— Start —
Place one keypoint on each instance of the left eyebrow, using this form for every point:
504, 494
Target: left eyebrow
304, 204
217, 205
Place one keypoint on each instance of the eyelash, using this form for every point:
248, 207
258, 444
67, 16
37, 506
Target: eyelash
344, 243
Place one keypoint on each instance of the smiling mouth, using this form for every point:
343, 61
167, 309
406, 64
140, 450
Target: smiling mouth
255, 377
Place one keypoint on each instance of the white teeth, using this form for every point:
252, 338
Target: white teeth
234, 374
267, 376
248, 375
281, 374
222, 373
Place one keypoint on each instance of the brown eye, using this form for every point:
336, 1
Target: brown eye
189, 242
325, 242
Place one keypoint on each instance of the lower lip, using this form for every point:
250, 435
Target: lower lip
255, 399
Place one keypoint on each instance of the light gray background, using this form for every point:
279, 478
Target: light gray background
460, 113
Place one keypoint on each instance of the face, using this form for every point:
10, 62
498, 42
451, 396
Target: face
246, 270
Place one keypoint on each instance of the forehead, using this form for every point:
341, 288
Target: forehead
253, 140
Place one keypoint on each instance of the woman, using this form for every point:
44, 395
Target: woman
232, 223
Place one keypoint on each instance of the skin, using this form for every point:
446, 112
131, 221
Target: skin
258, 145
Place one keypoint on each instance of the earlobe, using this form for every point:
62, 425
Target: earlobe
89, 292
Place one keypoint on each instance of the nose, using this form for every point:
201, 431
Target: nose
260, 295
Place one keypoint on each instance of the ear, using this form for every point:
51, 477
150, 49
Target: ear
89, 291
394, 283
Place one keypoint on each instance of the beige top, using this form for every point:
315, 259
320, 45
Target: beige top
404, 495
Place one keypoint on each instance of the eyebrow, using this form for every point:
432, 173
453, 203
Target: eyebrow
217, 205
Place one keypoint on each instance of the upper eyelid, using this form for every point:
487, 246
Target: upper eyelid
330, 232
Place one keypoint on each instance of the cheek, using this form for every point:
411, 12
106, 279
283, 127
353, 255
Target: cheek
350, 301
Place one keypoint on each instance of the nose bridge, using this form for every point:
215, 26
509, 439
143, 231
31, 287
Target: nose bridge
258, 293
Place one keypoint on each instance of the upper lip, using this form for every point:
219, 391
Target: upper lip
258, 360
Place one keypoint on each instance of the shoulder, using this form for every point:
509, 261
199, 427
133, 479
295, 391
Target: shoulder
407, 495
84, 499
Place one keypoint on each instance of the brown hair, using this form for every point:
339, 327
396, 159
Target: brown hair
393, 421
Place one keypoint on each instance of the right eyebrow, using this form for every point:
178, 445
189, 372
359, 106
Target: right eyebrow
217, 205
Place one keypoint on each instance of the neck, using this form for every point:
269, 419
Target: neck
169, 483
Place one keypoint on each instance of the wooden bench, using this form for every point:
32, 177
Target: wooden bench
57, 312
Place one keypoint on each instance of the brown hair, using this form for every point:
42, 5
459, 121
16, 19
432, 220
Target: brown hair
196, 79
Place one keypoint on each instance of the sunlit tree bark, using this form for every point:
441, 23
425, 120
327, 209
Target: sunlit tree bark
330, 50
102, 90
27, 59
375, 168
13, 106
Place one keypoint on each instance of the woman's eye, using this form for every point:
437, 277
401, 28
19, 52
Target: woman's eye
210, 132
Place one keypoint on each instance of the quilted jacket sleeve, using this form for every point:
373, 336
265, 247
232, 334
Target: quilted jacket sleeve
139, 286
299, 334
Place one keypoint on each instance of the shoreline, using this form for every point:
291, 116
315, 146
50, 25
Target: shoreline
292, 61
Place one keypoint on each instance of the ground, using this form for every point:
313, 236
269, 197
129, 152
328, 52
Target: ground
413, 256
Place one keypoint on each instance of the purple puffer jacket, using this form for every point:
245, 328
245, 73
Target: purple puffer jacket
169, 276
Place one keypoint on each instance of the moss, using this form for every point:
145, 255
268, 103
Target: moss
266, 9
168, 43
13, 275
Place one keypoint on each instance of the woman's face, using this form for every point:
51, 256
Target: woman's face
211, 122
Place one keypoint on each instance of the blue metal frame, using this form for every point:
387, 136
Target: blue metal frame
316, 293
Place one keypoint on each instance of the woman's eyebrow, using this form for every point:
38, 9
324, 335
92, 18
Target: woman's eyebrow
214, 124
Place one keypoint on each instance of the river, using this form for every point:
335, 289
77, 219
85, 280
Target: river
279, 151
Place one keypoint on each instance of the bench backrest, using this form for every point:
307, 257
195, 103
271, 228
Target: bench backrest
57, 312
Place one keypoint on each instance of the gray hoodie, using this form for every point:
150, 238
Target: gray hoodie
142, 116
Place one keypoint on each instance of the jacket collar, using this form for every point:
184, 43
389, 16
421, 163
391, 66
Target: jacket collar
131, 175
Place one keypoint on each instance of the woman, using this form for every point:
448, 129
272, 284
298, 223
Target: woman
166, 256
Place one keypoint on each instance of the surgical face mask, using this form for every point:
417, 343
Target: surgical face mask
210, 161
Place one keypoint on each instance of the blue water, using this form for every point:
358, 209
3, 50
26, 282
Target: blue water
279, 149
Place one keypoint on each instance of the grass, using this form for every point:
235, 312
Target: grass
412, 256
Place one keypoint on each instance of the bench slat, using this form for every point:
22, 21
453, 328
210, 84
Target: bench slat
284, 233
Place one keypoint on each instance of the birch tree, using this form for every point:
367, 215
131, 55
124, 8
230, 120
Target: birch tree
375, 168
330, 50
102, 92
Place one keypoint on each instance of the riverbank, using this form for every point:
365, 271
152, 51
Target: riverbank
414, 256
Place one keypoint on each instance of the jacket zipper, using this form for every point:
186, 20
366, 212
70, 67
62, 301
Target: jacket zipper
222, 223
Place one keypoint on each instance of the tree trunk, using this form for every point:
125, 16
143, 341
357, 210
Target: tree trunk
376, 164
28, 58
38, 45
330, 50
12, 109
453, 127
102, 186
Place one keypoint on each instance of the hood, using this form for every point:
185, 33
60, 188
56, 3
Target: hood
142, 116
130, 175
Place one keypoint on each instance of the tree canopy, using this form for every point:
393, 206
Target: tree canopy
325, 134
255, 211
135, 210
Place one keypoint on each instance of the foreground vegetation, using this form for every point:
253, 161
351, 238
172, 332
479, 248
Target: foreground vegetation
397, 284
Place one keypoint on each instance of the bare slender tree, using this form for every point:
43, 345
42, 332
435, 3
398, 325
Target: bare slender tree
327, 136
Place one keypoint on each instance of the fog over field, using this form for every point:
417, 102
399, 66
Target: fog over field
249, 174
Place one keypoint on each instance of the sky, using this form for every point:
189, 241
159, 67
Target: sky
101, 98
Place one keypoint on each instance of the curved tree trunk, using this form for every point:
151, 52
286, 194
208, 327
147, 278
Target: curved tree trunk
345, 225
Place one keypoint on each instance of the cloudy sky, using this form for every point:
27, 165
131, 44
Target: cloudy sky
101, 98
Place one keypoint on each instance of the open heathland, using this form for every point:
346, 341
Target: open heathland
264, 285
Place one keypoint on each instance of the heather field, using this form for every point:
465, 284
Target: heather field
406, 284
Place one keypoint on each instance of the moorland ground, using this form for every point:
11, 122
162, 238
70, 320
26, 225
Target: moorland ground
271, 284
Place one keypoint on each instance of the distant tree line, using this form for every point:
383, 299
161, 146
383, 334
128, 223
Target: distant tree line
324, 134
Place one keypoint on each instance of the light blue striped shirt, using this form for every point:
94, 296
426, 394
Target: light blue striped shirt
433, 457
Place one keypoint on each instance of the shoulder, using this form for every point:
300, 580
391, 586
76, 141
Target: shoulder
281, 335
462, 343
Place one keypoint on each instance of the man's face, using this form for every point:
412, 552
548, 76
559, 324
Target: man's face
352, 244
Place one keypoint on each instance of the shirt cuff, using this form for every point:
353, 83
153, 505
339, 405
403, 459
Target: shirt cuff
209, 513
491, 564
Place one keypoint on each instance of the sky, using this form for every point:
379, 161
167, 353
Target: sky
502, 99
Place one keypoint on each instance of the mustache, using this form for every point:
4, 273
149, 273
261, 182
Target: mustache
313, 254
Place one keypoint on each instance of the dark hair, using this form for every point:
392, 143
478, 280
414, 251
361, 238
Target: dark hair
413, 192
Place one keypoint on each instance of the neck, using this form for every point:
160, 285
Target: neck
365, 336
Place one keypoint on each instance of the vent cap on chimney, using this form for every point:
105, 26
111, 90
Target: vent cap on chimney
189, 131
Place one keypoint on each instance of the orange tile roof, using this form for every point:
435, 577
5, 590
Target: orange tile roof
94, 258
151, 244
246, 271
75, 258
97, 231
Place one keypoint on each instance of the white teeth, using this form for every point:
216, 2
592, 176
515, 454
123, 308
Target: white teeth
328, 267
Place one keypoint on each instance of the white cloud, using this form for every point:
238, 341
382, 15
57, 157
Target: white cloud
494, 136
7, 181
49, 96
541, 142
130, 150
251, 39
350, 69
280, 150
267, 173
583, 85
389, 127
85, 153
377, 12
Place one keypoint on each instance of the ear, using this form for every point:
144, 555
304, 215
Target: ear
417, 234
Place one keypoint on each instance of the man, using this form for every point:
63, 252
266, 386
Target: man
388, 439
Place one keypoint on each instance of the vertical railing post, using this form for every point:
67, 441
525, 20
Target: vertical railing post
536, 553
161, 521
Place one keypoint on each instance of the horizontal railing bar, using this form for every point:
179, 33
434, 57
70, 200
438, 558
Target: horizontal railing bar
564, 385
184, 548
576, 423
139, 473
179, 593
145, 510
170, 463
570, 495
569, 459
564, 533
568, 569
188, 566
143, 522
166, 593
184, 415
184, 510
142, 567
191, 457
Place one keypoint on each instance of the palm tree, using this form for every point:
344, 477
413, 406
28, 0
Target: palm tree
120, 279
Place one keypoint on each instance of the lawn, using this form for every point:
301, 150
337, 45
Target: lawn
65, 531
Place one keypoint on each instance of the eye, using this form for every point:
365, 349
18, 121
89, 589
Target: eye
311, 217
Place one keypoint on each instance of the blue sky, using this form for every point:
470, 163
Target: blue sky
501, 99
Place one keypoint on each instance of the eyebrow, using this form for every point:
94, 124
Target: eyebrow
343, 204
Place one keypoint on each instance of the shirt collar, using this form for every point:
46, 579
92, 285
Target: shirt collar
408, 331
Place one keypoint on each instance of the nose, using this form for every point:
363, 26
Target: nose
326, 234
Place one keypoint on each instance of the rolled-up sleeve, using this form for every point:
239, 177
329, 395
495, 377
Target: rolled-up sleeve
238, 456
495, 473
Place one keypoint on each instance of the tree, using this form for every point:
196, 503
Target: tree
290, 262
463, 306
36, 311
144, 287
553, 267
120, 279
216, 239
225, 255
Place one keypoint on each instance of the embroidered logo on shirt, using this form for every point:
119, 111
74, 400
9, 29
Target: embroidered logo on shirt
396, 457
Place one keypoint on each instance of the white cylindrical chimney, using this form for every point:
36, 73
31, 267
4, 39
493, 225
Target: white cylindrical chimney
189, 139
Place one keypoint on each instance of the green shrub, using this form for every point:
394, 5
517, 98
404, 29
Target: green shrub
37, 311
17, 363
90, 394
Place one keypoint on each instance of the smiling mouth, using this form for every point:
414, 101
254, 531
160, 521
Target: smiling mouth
— End —
• _Given request_: Extract every line from the one containing "Place one keypoint on each instance of the embroidered" through the last line of the data, inclusive, exactly as written.

• _Answer below_:
Place one keypoint on each instance of the embroidered logo on shirt, using this form for every point:
119, 111
74, 400
9, 29
Target: embroidered logo on shirt
396, 457
Place one keypoint on each instance of the white cylindrical chimney, using this form for every point:
36, 73
31, 267
4, 39
493, 225
Target: white cylindrical chimney
189, 139
Place one keypoint on each instance of the green shrub, using this form for every point:
394, 5
517, 98
404, 29
Target: green shrub
37, 311
17, 363
90, 394
Place one keypoint on each instance of the smiling mouth, using this form for every point:
414, 101
254, 531
160, 521
Target: smiling mouth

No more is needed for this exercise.